Required action
Go through the listing and pick out each line with the word "biplane" in it.

[Start of section]

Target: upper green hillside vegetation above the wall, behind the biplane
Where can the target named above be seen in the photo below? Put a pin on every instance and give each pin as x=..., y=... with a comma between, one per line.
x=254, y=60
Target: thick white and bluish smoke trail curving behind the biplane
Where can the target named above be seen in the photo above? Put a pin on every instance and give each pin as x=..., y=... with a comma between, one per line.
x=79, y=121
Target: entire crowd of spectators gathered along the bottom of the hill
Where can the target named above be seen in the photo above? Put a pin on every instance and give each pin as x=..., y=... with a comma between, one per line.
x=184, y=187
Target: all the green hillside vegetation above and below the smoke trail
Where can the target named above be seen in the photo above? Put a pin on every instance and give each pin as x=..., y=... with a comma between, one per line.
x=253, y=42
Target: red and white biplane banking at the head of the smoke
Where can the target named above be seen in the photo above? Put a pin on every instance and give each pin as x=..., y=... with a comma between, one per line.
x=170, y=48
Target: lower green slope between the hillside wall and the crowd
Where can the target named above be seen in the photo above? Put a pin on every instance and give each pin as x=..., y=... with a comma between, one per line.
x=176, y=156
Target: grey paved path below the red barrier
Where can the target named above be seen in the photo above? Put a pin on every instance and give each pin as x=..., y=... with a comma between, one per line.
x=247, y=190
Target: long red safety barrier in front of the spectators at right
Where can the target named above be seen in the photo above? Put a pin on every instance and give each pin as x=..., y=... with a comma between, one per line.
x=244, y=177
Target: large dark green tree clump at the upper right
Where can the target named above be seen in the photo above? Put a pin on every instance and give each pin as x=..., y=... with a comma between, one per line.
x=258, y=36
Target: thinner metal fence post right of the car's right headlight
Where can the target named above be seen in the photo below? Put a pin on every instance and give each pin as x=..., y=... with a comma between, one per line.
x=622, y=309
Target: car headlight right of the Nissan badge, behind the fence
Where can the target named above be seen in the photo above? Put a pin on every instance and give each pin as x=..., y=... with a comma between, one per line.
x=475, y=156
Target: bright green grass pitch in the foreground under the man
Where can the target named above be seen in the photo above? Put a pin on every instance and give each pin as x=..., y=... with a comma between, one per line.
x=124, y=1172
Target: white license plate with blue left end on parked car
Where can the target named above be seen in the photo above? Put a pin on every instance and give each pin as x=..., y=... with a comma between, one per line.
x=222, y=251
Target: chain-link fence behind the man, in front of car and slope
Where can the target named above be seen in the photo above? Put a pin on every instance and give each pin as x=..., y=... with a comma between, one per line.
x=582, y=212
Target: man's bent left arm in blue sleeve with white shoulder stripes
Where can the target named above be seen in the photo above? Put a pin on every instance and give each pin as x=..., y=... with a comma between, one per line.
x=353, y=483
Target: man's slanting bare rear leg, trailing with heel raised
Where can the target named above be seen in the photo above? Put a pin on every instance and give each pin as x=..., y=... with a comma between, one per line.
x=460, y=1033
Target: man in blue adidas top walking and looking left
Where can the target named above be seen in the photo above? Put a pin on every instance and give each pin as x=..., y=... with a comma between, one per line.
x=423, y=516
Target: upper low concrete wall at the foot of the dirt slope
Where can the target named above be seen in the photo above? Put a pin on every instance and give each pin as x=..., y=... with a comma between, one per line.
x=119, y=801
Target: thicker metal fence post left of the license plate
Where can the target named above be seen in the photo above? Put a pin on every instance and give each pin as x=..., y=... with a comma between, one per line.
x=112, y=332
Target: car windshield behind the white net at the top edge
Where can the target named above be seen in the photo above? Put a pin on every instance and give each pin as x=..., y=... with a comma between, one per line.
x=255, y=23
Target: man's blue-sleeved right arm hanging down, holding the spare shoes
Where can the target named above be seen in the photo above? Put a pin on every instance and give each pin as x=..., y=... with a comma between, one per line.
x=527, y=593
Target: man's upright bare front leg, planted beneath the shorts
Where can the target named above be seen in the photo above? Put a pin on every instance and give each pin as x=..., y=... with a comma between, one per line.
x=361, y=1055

[End of section]

Response to this exercise
Target: upper green hillside vegetation above the wall, behind the biplane
Target: thick white and bluish smoke trail curving behind the biplane
Target: red and white biplane banking at the head of the smoke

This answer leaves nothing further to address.